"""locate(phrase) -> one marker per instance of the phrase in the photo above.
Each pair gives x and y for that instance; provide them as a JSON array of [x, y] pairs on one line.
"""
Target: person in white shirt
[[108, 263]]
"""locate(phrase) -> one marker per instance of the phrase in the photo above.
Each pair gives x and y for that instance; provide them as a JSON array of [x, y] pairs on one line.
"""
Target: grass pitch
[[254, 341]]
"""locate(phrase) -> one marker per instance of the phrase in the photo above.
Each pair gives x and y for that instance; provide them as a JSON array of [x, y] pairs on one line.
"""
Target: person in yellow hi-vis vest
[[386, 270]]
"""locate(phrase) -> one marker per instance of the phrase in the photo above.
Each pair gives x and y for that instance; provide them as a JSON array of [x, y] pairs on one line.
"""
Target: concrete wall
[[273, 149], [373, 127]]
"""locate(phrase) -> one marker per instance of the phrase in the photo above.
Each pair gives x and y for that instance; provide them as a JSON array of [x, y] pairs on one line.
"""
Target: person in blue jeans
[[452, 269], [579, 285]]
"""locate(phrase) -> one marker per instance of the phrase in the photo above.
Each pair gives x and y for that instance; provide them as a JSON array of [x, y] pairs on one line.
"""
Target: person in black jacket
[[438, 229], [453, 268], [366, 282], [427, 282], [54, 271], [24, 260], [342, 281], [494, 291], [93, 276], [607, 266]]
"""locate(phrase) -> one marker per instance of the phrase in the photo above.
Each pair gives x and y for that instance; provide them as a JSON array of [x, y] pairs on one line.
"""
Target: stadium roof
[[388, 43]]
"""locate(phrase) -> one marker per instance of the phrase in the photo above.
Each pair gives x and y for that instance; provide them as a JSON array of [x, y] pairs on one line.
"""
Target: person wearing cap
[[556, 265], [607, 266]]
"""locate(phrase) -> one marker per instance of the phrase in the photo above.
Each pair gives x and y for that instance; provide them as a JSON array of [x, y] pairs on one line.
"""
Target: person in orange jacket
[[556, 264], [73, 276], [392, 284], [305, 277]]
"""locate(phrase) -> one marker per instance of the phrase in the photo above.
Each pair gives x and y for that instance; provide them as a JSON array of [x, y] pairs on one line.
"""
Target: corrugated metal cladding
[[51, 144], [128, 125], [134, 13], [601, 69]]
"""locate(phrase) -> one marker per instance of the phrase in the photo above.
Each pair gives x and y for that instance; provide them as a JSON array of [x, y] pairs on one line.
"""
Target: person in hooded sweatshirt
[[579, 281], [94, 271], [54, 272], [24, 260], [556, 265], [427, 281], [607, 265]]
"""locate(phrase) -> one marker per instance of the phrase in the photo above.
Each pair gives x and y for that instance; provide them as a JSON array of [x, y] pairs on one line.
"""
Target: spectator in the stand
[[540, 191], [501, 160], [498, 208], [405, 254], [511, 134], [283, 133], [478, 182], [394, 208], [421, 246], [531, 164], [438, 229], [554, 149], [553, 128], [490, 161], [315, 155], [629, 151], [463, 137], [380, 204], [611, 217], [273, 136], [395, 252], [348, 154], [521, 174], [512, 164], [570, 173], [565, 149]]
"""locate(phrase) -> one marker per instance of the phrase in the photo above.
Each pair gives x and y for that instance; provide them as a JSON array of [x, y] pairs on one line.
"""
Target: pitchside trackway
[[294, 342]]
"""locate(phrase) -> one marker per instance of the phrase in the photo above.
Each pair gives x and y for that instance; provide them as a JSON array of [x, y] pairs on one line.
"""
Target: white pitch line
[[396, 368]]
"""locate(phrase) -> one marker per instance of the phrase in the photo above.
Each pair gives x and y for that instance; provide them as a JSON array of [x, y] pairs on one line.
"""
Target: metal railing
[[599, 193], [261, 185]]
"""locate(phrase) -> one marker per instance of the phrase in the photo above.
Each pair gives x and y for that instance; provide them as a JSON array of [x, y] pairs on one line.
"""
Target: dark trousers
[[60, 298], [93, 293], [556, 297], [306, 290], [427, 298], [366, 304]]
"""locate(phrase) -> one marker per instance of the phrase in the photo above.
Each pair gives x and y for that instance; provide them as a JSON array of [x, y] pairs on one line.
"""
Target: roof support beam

######

• The task:
Can you retype all of the entries above line for line, without changing a single character?

• Final result:
"""locate(phrase) -> one marker per instance of the phrase in the photo above.
Each pair gives x and y for that instance; provide them as a JSON array of [x, y] pairs on one line.
"""
Target: person in white shirt
[[108, 263]]
"""locate(phrase) -> one marker per instance of the phrase in the photo above.
Each pair gives x and y for that instance; provide them as a JSON array of [x, y] pairs on one line.
"""
Target: grass pitch
[[254, 341]]
"""locate(phrase) -> one marker per instance of the phrase in the photo above.
Each pair gives x and y for that instance; provide them as a JSON array of [x, y] pairs on one line.
"""
Target: person in yellow hi-vis vest
[[386, 270]]
"""locate(phrase) -> one marker per instance of the phrase in the photo above.
Each pair gives x and y for that instance; provide them as a JSON array of [x, y] pairs on one line.
"""
Target: concrete wall
[[273, 149], [373, 127]]
"""locate(phrase) -> one marker per instance of the phrase in the photo above.
Each pair gives x and y for that instance; provide them as a JSON array of [x, y] pairs on one line.
"""
Target: person in blue jeans
[[452, 269], [579, 285]]
"""locate(phrase) -> one marker per instance of the phrase in the photo above.
Each pair gives x and y for that instance; provide them as a JSON array of [x, y] pairs on one line.
"""
Target: person in black jacket
[[438, 229], [453, 268], [366, 282], [427, 282], [54, 271], [24, 260], [342, 281], [494, 291], [93, 276], [607, 266]]
"""locate(phrase) -> one marker per instance of the phrase in the photo above.
Each pair gives x and y for that instance; provide them as a JSON array of [x, y] pairs on one line.
"""
Target: stadium roof
[[388, 43]]
"""locate(phrase) -> one marker per instance of the phrase in the photo above.
Each pair gives x and y for that instance; provide them as a JSON array of [x, y] pairs on one line.
"""
Target: person wearing cap
[[556, 265], [607, 266]]
"""locate(phrase) -> one marker per instance of the phrase in the photo above.
Each pair gives x and y for that instance; provide them as a JSON array of [x, y] pairs on one line.
"""
Target: person in orange jacket
[[556, 264], [73, 276], [392, 284], [305, 277]]
"""locate(phrase) -> one marker per instance of the phrase in the photo above.
Each pair gives x and y for that instance; provide them as a JSON array of [x, y] pairs on one line.
"""
Target: corrugated metal cladding
[[51, 144], [128, 125], [134, 13], [601, 69]]
"""locate(phrase) -> one marker per instance of the phrase in the photo above.
Each pair gives x and y for that instance; provide them as a JSON array of [x, y] pairs on one line.
"""
Target: person in hooded sweatshirt
[[579, 281], [94, 271], [54, 272], [24, 260], [556, 265], [427, 281], [607, 265]]
"""locate(phrase) -> one marker per instance of the phrase in the photo above.
Each pair gives x and y for that instance; provide them as a JSON array of [x, y] pairs on one line.
"""
Target: spectator in the stand
[[540, 191], [501, 160], [498, 208], [405, 254], [511, 134], [283, 133], [478, 182], [394, 208], [421, 246], [531, 164], [438, 229], [554, 149], [553, 128], [490, 161], [315, 155], [629, 151], [463, 137], [380, 204], [611, 217], [273, 136], [395, 252], [348, 154], [521, 174], [512, 164], [570, 173], [565, 149]]
"""locate(phrase) -> one marker per instance of the phrase in the photo above.
Each pair gives x and y for that instance; provide them as a JSON array of [x, y] pairs on one line.
"""
Target: pitchside trackway
[[294, 342]]
"""locate(phrase) -> one marker per instance of the phrase in the photo above.
Each pair gives x and y for that instance; provide them as a JSON array of [x, y] pairs on one line.
"""
Target: white pitch line
[[396, 368]]
"""locate(phrase) -> one marker per instance of the phrase in the photo above.
Each pair gives x and y for that instance; provide them as a JSON array of [x, y] pairs on one line.
"""
Target: metal railing
[[599, 193], [261, 185]]
"""locate(phrase) -> one marker per instance of the phrase in the photo above.
Each pair gives x and y for that instance; provide them as a JSON array of [x, y] pairs on one line.
"""
Target: dark trousers
[[60, 298], [93, 293], [556, 297], [306, 290], [427, 298], [366, 304]]
"""locate(phrase) -> one marker per instance of the phrase in the photo above.
Each pair gives x and y for that instance; provide them as a JSON array of [x, y] pairs on one line.
"""
Target: roof support beam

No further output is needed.